- **TASK DESCRIPTION**:
All of the data that appears below is to be given again precisely as written.

::: DATASET ENTRIES :::

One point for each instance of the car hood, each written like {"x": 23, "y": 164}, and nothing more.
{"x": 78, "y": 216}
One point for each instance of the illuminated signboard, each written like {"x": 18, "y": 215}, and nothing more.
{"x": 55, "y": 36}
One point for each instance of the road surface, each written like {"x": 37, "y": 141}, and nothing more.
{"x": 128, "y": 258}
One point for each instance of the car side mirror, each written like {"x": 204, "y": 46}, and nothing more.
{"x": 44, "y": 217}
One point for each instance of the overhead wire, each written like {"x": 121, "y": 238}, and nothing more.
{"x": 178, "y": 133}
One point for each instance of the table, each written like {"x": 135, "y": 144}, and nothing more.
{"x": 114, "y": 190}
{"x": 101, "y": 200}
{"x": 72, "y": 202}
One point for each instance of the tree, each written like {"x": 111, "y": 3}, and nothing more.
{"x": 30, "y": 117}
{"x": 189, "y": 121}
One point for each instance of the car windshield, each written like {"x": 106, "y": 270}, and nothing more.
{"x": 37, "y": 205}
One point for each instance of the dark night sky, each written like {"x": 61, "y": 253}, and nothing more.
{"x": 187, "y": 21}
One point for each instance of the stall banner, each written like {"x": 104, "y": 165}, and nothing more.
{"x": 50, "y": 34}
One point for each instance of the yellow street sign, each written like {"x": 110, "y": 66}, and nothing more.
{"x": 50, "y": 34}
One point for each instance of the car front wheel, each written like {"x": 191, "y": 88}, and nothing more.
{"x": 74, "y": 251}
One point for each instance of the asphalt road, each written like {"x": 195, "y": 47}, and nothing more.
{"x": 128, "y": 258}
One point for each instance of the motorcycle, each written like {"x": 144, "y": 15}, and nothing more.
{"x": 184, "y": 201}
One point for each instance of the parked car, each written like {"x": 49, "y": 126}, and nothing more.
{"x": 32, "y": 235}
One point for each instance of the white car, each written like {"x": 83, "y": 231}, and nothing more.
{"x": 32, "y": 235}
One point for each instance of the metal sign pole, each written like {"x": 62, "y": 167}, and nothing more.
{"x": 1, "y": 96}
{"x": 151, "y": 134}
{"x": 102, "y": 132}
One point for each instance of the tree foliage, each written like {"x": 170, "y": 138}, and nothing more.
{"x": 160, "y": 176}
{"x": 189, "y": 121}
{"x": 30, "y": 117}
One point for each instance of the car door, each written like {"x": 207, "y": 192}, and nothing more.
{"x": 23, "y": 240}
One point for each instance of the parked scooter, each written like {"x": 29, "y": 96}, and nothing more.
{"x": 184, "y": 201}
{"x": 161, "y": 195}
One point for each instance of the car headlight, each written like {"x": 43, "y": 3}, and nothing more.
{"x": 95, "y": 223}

:::

- **WRITTEN RESPONSE**:
One point for each instance of the car hood, each written like {"x": 23, "y": 164}, and nothing more.
{"x": 78, "y": 216}
One point for each instance of the illuminated signboard, each written like {"x": 18, "y": 215}, and nothing more.
{"x": 55, "y": 36}
One point for each instance of the road surface, each written like {"x": 37, "y": 141}, and nothing more.
{"x": 128, "y": 258}
One point for each instance of the car side mirror, each written like {"x": 204, "y": 46}, and nothing more.
{"x": 44, "y": 217}
One point for each instance of the overhead wire, each written like {"x": 121, "y": 238}, and nothing more.
{"x": 178, "y": 133}
One point for each instance of the table, each written like {"x": 135, "y": 144}, and nothing more.
{"x": 114, "y": 190}
{"x": 101, "y": 200}
{"x": 72, "y": 202}
One point for each instance of the tree, each written like {"x": 111, "y": 3}, and nothing more.
{"x": 30, "y": 117}
{"x": 189, "y": 121}
One point for each instance of the car windshield, each written like {"x": 106, "y": 270}, and nothing more.
{"x": 37, "y": 205}
One point for each instance of the dark night sky, each written like {"x": 61, "y": 253}, and nothing more.
{"x": 187, "y": 21}
One point for each instance of the stall banner, each written like {"x": 104, "y": 165}, and nothing more.
{"x": 50, "y": 34}
One point for each instance of the yellow street sign, each written like {"x": 110, "y": 66}, and nothing more.
{"x": 50, "y": 34}
One point for each instance of the car front wheel, each written like {"x": 191, "y": 88}, and nothing more.
{"x": 74, "y": 251}
One point for each instance of the asphalt road, each written like {"x": 195, "y": 47}, and nothing more.
{"x": 128, "y": 258}
One point for each instance of the motorcycle, each written like {"x": 144, "y": 15}, and nothing more.
{"x": 184, "y": 201}
One point for each instance of the parked car, each written like {"x": 49, "y": 126}, and nothing more.
{"x": 32, "y": 235}
One point for each instance of the white car, each written like {"x": 83, "y": 231}, and nothing more.
{"x": 32, "y": 235}
One point for each instance of the metal sign pole, each written like {"x": 62, "y": 167}, and nothing more.
{"x": 1, "y": 96}
{"x": 151, "y": 134}
{"x": 102, "y": 132}
One point for each instance of the tree foliage, each written like {"x": 170, "y": 138}, and nothing more.
{"x": 160, "y": 176}
{"x": 189, "y": 121}
{"x": 30, "y": 117}
One point for each instance of the car door, each written like {"x": 207, "y": 192}, and nothing more.
{"x": 23, "y": 240}
One point for each instance of the parked scooter, each written like {"x": 29, "y": 96}, and nothing more.
{"x": 184, "y": 201}
{"x": 161, "y": 195}
One point for each instance of the car headlight, each written like {"x": 43, "y": 3}, and nothing more.
{"x": 95, "y": 223}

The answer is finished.